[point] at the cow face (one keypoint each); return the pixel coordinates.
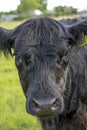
(42, 48)
(42, 62)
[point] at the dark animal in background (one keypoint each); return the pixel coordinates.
(53, 70)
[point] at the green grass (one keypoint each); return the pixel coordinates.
(13, 115)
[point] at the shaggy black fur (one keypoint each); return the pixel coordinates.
(53, 70)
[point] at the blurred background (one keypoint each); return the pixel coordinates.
(23, 9)
(13, 115)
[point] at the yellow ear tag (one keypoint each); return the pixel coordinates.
(84, 40)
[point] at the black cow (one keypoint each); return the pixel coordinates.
(52, 67)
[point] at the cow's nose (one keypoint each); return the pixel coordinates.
(42, 107)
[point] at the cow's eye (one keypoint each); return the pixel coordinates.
(19, 63)
(28, 60)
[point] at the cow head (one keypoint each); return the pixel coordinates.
(41, 48)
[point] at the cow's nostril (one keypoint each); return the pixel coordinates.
(35, 103)
(55, 105)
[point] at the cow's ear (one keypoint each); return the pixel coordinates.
(6, 41)
(79, 32)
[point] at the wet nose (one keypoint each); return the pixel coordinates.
(42, 107)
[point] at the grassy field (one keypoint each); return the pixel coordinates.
(13, 114)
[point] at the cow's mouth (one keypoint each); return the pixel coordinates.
(49, 122)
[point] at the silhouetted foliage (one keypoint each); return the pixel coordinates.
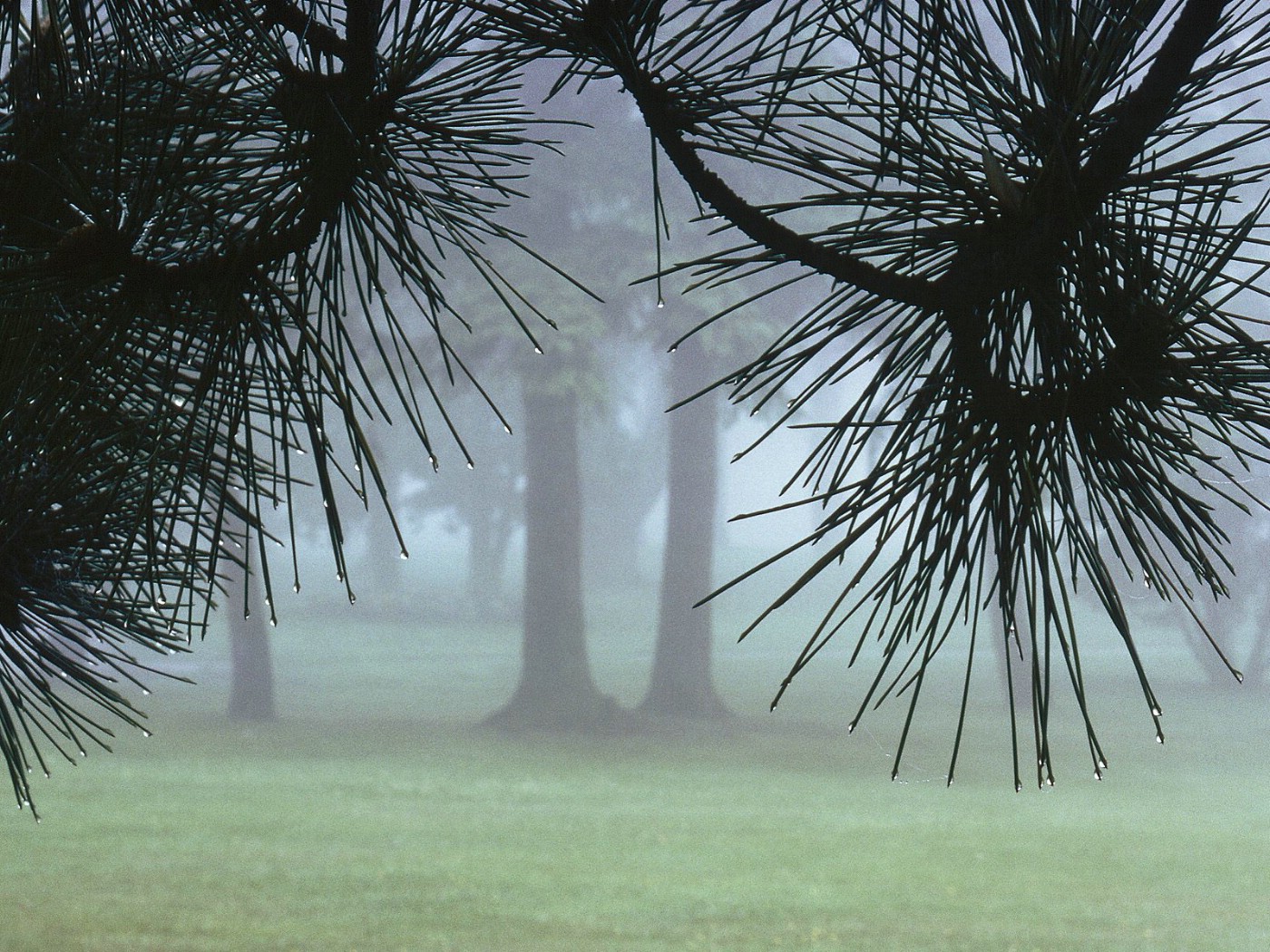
(1028, 209)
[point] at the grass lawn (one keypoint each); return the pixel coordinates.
(374, 818)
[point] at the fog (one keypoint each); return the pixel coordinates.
(512, 708)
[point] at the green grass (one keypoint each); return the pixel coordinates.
(371, 818)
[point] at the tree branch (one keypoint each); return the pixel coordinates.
(1143, 110)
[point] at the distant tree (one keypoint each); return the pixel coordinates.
(197, 202)
(681, 683)
(1026, 206)
(1028, 211)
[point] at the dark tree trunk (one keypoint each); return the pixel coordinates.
(250, 656)
(682, 683)
(556, 691)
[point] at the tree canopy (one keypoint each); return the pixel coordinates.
(1040, 222)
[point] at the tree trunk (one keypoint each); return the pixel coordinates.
(250, 656)
(682, 683)
(556, 691)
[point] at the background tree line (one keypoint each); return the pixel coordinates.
(234, 232)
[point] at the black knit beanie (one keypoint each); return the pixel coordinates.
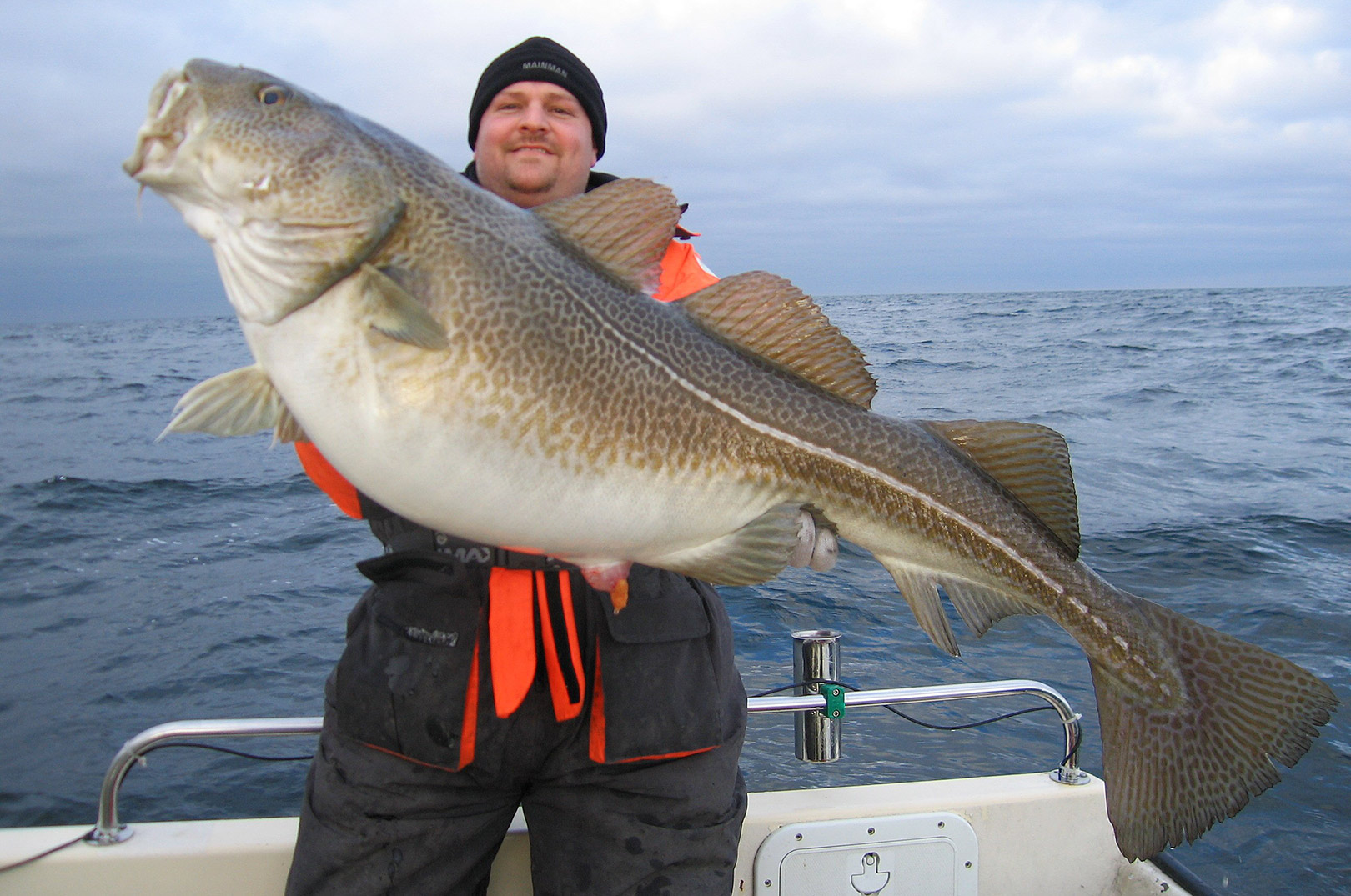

WHAT THE TASK ASKS: Leave the images aside and return the records above exactly as written.

RESULT OF THE TASK:
[point] at the cow face (one keypoint each); return the pixel coordinates.
(42, 48)
(42, 62)
[point] at the dark animal in background (one keypoint each); return the pixel coordinates.
(53, 70)
[point] at the green grass (one keypoint each); return the pixel coordinates.
(13, 115)
[point] at the shaggy black fur (one keypoint each); return the pixel coordinates.
(53, 70)
[point] at the blurred background (one keypoint each); return the pixel coordinates.
(23, 9)
(13, 115)
[point] at the yellow ear tag (one keypoint each); return the pixel coordinates.
(84, 40)
[point] at the black cow (one keypoint each); return the pixel coordinates.
(52, 67)
[point] at the cow's nose (one keypoint each); return the pixel coordinates.
(42, 107)
[point] at the cow's eye (one keypoint each); return the pixel coordinates.
(19, 63)
(28, 60)
[point] at the cow head (one keypoint each); return the pixel coordinates.
(41, 48)
[point] at the cow's nostril (one keypoint each); return the pixel coordinates.
(35, 103)
(55, 105)
[point] at the cow's ear (one keypoint each); return the pixel coordinates.
(6, 41)
(79, 32)
[point] at the wet nose (one keypoint each); return the pixel coordinates.
(42, 107)
[point] at the grassy field (one keypoint each); return the pixel coordinates.
(13, 114)
[point] at the cow's mouth (one keypoint each); return the pixel coordinates.
(49, 122)
[point] at the silhouetted foliage (one keypoint each); return the pixel coordinates.
(1028, 209)
[point] at the grass lawn (one keypoint each); return the pixel coordinates.
(374, 818)
[point] at the fog (one keypoint each); return the pixel coordinates.
(512, 708)
[point] at the green grass (one keypoint each); return the pixel coordinates.
(371, 818)
[point] at the tree branch (one keypoint each); return the pixel coordinates.
(1143, 110)
[point] at the distant tree (one keypoint each); return the pixel coordinates.
(197, 202)
(681, 683)
(1026, 206)
(1028, 211)
[point] at the dark tree trunk (one keypoint each); return the pixel coordinates.
(250, 656)
(682, 683)
(556, 691)
[point] at the tree canopy (one keypoint each); return the pixel coordinates.
(1040, 222)
[point] at the tree trunk (one keypoint each); return the pixel coordinates.
(250, 656)
(682, 683)
(556, 691)
[point] at the background tree line (one keypoint each); return the pixel coordinates.
(234, 232)
[point] at the black knit beanie (one keypoint each); return the pixel coordinates.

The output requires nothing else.